* Reading passage *
● ● ●

Problem with -3 switch

Carl Banks pavlovevidence at gmail.com
Mon Jan 12 19:00:19 EST 2009


On Jan 12, 5:03 pm, John Machin <sjmac... at lexicon.net> wrote:
> On Jan 13, 6:12 am, Christian Heimes <li... at cheimes.de> wrote:
>
> > > I say again, show me a case of working 2.5 code where prepending u to
> > > an ASCII string constant that is intended to be used in a text context
> > > is actually worth the keystrokes.
>
> > Eventually you'll learn it the hard way. *sigh*
>
> And the hard way involves fire and brimstone, together with weeping,
> wailing and gnashing of teeth, correct? Hmmm, let's see. Let's take
> Carl's example of the sinner who didn't decode the input: """ Someone
> found that urllib.open() returns a bytes object in Python 3.0, which
> messed him up since in 2.x he was running regexp searches on the
> output.  If he had been taking care to use only unicode objects in 2.x
> (in this case, by explicitly decoding the output) then it wouldn't
> have been an issue. """

● ● ●

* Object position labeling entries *
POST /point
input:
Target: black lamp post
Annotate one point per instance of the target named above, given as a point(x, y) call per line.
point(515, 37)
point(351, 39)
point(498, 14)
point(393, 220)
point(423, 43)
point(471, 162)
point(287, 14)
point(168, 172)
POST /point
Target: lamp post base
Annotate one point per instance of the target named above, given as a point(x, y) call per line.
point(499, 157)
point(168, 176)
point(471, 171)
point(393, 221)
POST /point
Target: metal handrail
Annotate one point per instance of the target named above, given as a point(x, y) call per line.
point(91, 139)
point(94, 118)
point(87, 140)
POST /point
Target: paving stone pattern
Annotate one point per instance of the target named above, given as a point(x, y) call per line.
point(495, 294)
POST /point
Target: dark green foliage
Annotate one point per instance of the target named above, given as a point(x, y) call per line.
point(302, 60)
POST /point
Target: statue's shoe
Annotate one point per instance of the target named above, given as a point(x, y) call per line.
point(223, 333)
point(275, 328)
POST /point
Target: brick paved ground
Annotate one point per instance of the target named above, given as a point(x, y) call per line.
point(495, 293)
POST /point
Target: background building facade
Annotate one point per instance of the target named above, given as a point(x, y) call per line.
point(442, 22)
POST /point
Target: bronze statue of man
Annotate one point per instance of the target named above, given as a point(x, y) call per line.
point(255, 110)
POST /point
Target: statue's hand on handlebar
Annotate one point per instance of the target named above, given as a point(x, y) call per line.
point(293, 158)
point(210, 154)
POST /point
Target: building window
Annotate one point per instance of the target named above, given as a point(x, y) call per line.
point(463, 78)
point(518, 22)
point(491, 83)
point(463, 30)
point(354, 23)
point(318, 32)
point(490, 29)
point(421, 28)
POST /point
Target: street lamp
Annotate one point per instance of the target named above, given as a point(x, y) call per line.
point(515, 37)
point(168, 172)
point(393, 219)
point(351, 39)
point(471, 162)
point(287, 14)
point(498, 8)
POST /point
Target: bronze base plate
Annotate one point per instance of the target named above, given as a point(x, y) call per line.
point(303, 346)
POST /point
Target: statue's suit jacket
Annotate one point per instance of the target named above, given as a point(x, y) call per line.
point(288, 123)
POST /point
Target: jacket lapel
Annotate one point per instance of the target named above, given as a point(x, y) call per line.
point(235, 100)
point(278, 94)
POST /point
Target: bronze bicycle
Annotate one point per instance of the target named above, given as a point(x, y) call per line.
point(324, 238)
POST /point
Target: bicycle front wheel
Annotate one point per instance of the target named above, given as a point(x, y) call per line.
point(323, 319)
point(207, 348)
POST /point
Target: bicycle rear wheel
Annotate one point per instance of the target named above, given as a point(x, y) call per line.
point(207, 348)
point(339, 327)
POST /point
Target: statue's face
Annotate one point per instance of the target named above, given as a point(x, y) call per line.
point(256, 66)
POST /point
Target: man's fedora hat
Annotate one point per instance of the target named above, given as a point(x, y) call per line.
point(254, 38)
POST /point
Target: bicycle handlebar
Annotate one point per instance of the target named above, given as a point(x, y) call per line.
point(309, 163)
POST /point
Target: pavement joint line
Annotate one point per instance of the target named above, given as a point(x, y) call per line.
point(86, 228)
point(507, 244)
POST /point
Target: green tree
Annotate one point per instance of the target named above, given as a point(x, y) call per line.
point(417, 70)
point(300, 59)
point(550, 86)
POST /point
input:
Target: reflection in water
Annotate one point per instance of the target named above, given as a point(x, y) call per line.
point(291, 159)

● ● ●

Summarize the forum post above in two sentences.

In the forum post, a challenge to show working Python 2.5 code where prepending u to an ASCII text constant is worth the keystrokes draws Christian Heimes's reply that eventually you'll learn it the hard way. John Machin mocks that warning and then quotes Carl's example of someone whose 2.x regexp searches broke because urllib.open() returns a bytes object in Python 3.0, a problem that explicitly decoding the output into unicode objects in 2.x would have avoided.